(DATA FOR THE TASK begins)
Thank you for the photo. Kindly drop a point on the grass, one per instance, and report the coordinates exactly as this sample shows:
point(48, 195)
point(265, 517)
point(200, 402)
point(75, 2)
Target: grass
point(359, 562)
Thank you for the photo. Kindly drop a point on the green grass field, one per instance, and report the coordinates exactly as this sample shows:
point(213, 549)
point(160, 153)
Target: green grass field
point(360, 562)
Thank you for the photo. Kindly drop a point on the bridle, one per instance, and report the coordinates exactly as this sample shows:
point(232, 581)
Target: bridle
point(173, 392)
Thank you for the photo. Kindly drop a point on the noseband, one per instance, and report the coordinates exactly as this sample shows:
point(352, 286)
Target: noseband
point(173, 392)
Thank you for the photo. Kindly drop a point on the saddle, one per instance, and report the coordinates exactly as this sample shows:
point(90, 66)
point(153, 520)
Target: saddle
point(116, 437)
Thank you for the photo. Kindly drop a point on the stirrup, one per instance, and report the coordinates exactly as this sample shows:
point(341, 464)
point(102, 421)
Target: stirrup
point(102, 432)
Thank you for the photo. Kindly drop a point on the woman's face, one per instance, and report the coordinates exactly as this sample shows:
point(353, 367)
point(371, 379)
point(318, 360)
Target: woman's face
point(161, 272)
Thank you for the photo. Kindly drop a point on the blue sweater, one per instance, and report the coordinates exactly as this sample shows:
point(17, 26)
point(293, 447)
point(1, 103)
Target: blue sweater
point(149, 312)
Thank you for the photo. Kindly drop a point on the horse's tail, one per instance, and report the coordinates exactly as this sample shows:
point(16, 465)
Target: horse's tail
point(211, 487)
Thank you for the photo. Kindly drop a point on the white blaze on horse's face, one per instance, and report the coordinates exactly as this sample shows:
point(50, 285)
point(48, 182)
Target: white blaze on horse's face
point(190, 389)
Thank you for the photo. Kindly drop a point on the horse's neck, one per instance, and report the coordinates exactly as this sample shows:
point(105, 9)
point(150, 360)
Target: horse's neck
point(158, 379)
(DATA FOR THE TASK ends)
**THE PROBLEM**
Repeat every line of the data precisely.

**OUTPUT OF THE EXERCISE**
Thank you for the photo. Kindly drop a point on the grass, one per instance, and report the coordinates exactly as this sample shows:
point(48, 195)
point(265, 517)
point(200, 402)
point(75, 2)
Target: grass
point(359, 562)
Thank you for the photo. Kindly drop a point on the green grass field, one per instance, and report the coordinates exactly as this sample shows:
point(213, 549)
point(160, 153)
Target: green grass field
point(360, 562)
Thank you for the photo. Kindly drop a point on the bridle, one per instance, and report the coordinates exactly as this sample shows:
point(232, 581)
Target: bridle
point(173, 392)
Thank you for the photo. Kindly drop a point on the noseband, one per instance, and report the coordinates exactly as this sample shows:
point(352, 286)
Target: noseband
point(173, 392)
Thank you for the photo. Kindly drop a point on the saddle, one per instance, and report the coordinates exactly as this sample shows:
point(90, 66)
point(153, 520)
Target: saddle
point(116, 437)
Thank you for the photo. Kindly drop a point on the stirrup, one per instance, and report the coordinates exactly as this sample shows:
point(341, 464)
point(102, 421)
Target: stirrup
point(102, 432)
Thank you for the photo. Kindly drop a point on the woman's face, one per instance, and report the coordinates exactly as this sample shows:
point(353, 367)
point(371, 379)
point(318, 360)
Target: woman's face
point(161, 272)
Thank you for the photo. Kindly drop a point on the blue sweater, one per instance, and report the coordinates exactly as this sample shows:
point(17, 26)
point(293, 447)
point(1, 103)
Target: blue sweater
point(149, 312)
Thank you for the photo. Kindly drop a point on the horse's tail, one per instance, and report the coordinates exactly as this sample shows:
point(16, 465)
Target: horse's tail
point(211, 487)
Thank you for the photo. Kindly drop a point on the white blaze on horse's face, one per instance, and report the coordinates exactly as this sample shows:
point(50, 285)
point(48, 182)
Target: white blaze on horse's face
point(190, 389)
Thank you for the photo. Kindly drop a point on the horse's neck, one per instance, and report the coordinates exactly as this sample shows:
point(105, 9)
point(150, 360)
Target: horse's neck
point(158, 379)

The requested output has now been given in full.